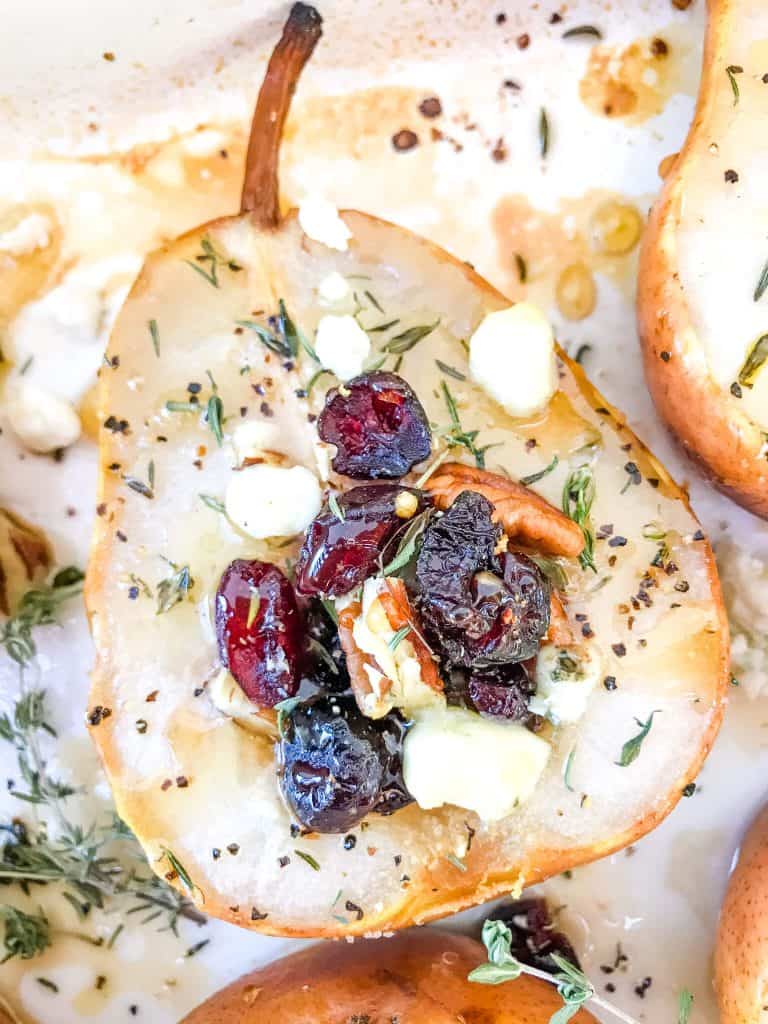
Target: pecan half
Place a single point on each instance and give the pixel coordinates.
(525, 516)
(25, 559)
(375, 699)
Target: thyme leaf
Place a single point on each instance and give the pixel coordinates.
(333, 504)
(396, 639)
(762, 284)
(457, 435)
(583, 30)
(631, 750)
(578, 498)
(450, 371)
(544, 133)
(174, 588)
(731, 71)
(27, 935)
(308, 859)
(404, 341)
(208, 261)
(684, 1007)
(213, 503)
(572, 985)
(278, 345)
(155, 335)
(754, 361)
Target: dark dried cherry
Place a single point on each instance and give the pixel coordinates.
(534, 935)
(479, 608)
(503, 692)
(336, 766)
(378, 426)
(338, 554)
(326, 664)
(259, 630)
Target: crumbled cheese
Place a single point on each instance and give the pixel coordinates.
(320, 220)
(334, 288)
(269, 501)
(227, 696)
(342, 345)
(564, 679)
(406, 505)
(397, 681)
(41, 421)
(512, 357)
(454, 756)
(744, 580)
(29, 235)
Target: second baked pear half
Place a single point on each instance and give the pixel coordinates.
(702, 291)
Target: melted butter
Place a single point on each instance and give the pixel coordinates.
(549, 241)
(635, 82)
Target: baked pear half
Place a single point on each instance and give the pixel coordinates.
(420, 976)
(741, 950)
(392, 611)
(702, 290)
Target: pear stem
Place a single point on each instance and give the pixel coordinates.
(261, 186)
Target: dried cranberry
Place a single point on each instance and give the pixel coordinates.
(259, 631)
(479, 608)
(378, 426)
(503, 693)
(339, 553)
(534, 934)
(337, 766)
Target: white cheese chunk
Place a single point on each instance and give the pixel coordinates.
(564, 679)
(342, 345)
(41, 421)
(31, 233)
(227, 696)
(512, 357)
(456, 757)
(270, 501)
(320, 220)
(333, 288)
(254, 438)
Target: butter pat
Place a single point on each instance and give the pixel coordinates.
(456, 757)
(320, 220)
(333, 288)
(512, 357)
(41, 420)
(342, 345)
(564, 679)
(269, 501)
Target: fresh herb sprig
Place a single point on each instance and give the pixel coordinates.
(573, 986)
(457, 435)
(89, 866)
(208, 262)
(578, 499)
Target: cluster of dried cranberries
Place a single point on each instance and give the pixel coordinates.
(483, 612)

━━━━━━━━━━━━━━━━

(Given problem) Rewrite the whole listing above with every "pixel coordinates" changed to "x and y coordinates" and nothing else altered. Leave the pictures out.

(Output of the task)
Target: pecan half
Place a single point on each instance and give the x and y coordinates.
(525, 516)
(25, 559)
(375, 699)
Target: thyme leaf
Place a single point on each instance and give the x and y coordinates.
(333, 504)
(396, 639)
(762, 284)
(457, 435)
(583, 30)
(631, 750)
(578, 498)
(450, 371)
(544, 133)
(174, 588)
(731, 71)
(27, 935)
(308, 859)
(404, 341)
(208, 261)
(684, 1007)
(213, 503)
(572, 985)
(278, 345)
(155, 335)
(754, 361)
Target: dark dried cherry
Place a single point on each instance and give the x and y coordinates.
(534, 935)
(479, 608)
(503, 692)
(336, 766)
(378, 426)
(338, 554)
(326, 664)
(259, 630)
Target: crumbled cheese
Place a single point on each instance and give the x and y coordinates.
(320, 220)
(334, 288)
(269, 501)
(227, 696)
(342, 345)
(564, 679)
(406, 505)
(397, 681)
(41, 421)
(512, 357)
(454, 756)
(744, 580)
(29, 235)
Target: second baked pear half
Place a single point on each instance and give the x and y coordinates.
(702, 291)
Target: melted butter
Place a single point on each instance and give the x and y coordinates.
(549, 241)
(635, 82)
Target: baked pear half
Place a single point on each instance and give the x and y coordinates.
(420, 976)
(741, 950)
(392, 611)
(702, 290)
Target: pear stem
Place a single point on each instance and give the x and y coordinates.
(261, 186)
Target: dried cranberry
Place a single point on each instance and give the x and y coordinates.
(259, 631)
(479, 608)
(378, 426)
(503, 693)
(339, 553)
(534, 934)
(337, 766)
Target: white cheese chunk
Place a single point on each instance and give the x and y coordinates.
(564, 679)
(342, 345)
(41, 421)
(31, 233)
(227, 696)
(512, 357)
(456, 757)
(270, 501)
(320, 220)
(333, 288)
(254, 438)
Target: butter pat
Place a single point on each instance and give the x and y coordinates.
(456, 757)
(320, 220)
(333, 288)
(512, 357)
(41, 420)
(342, 345)
(564, 679)
(269, 501)
Target: fresh herb sprig
Place a single point on each instance and give the x and y coordinates.
(573, 986)
(457, 435)
(89, 866)
(208, 262)
(578, 499)
Target: cluster of dried cranberries
Place a single point on each instance and give the x and y coordinates.
(483, 612)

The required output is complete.